The whole listing is to be set down again without alteration.

- - - - -

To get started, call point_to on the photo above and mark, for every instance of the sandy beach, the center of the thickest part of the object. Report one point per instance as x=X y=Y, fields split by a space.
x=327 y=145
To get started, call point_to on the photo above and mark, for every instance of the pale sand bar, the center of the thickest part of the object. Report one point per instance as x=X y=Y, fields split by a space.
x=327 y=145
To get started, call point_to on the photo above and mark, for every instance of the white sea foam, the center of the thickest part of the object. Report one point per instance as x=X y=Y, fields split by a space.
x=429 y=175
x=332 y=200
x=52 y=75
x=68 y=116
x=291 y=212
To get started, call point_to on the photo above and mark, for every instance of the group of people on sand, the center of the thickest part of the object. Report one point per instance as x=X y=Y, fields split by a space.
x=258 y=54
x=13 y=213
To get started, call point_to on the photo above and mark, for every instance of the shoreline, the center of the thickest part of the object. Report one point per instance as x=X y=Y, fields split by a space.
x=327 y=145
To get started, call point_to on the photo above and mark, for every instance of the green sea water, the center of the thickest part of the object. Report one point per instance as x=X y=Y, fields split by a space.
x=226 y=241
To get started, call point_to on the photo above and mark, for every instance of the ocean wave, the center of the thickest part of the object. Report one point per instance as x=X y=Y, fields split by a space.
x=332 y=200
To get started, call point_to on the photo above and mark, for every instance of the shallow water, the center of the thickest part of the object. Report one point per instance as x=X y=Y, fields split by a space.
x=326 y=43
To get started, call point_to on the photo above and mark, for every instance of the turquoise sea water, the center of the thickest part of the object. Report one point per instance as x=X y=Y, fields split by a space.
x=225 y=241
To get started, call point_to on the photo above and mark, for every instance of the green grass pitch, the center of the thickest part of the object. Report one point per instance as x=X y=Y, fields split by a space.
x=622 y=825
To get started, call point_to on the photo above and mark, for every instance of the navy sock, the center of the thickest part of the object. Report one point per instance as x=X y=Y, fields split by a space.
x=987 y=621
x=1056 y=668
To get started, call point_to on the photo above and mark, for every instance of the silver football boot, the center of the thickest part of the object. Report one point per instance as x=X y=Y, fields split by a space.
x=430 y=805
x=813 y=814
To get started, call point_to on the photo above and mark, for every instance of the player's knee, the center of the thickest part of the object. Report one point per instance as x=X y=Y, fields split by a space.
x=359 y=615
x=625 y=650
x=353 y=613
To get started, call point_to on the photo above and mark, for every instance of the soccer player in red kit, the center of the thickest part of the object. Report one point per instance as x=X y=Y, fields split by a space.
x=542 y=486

- - - - -

Output for this task
To get started, call point_to on the photo above and mark, for every instance of the sandy beach, the center of the thickest part of the object. Report one point per instance as x=X y=Y, fields split by a space.
x=327 y=145
To get started, call point_to on the photo above and mark, for every instance of the pale sand bar, the center of the thickest part of the object. Report one point per instance as x=X y=Y, fields split by a space.
x=327 y=145
To get started, call point_to on the photo above and mark, for every instance of the white sea foam, the center of the thickest part of the object. Report one point per instance as x=X y=Y, fields split by a space.
x=429 y=175
x=332 y=200
x=52 y=75
x=68 y=116
x=291 y=212
To get started, call point_to on the photo above and mark, for every instance of the group of people on sand, the center of the thickest part of the object. Report one point per instance as x=X y=Y, fields split by a space.
x=258 y=54
x=13 y=213
To get started, call point_to on the photo above and mark, for every instance of the shoreline, the center of the thickest part of the object. Report one point per instance as x=X y=Y, fields split by a space.
x=327 y=145
To get started, call point_to on the photo above and mark, for every instance of the green sea water, the center of the thickest part of the object. Report one point per instance as x=X y=Y, fields split by a space.
x=226 y=241
To get started, call point_to on the photo above and mark, for every instance of the ocean wave, the center of the thickest part of the object. Report one point per instance as x=X y=Y, fields split by a space.
x=332 y=200
To get started, call point_to on the photo above and mark, for every instance of the shallow water, the center of the thickest part of the object. Report one point per instance as x=X y=Y, fields split by a space.
x=326 y=43
To get started, call point_to on the photo above and mark, for every instance of the turquoise sea water, the center of the thickest part of the object. Report one point per instance as x=X y=Y, fields split by a space.
x=225 y=241
To get started, call point_to on the photo above and mark, for every instance of the green grass pitch, the center of the thickest part of the object. Report one point per instance as x=X y=Y, fields split by a space.
x=622 y=825
To get started, call point_to on the photo above and mark, for every instance of the navy sock, the center of the thickest part of the object. Report one point per instance as x=X y=Y, fields split by a space.
x=987 y=621
x=1056 y=668
To get started, call point_to on the photo above and mark, for every instance of the silver football boot, the center of the thickest part of the object. Report one point per instance as x=X y=Y, fields split by a space.
x=430 y=805
x=813 y=814
To get started, call point_to on the photo above and mark, for every instance of the player's knee, the center of the thickest part of the object. Report one point per instance as x=X y=Y, fields split by a space.
x=359 y=615
x=625 y=650
x=353 y=613
To get started, call point_to on the photo above and mark, for every instance of the soccer player in red kit, the center of the thickest part of the object. Report one point per instance as x=X y=Y, fields split by a space.
x=542 y=486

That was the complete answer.